[Selected extract — start]

Vornado Bucks the Office Space Slump, Unveils Plans for New 62-story UES Tower
Vornado, the city’s second largest real estate developer in the city, recently unveiled plans for a new 62-story office tower to be erected on Park Ave and 52nd St. to the delight of Mayor Eric Adams. But the public review won’t get underway until early next year and the completion date, if it clears all hurdles, is still eight years down the road.
The Upper East Side could see a massive new addition if Vornado Realty Trust follows through on its ambitious plan to build a 62-story, 1.8 million square foot office tower on 350 Park Avenue. The real estate investment company already filed an application with the New York City Department of City Planning earlier this year, with public review process slated to begin early next year. But the completion date, if it comes to pass, will not be until 2032.
Much may hinge on how well the slumping office market in NYC rebounds. Vornado said it has purchased the air rights from St. Patrick’s Cathedral and St. Bartholomew’s to allow it to boost the proposed height of the new office tower. Several existing buildings will have to be demolished to make way for the tower.
Designed by architecture firm Foster + Partners, plans call for the tower will be encased in floor-to-ceiling glass, house a public concourse and landscaped terraces, and prioritize sustainable design through the the use of a “high performance building envelope and resilient materials,” according to a press release. The concourse is meant to be a significant structure in and of itself, featuring green space, social seating, prominent art displays, and a prominent view of other nearby landmarks.

[Selected extract — finish]
[The data — start]

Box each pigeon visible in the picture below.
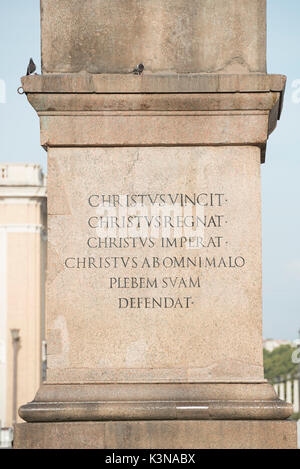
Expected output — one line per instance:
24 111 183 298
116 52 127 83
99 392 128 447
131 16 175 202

[The data — finish]

Problem to solve => Please write out the passage of the article on Vornado's planned Park Avenue tower that begins with the words containing "Vornado Bucks the" and ends with "down the road.".

Answer =>
Vornado Bucks the Office Space Slump, Unveils Plans for New 62-story UES Tower
Vornado, the city’s second largest real estate developer in the city, recently unveiled plans for a new 62-story office tower to be erected on Park Ave and 52nd St. to the delight of Mayor Eric Adams. But the public review won’t get underway until early next year and the completion date, if it clears all hurdles, is still eight years down the road.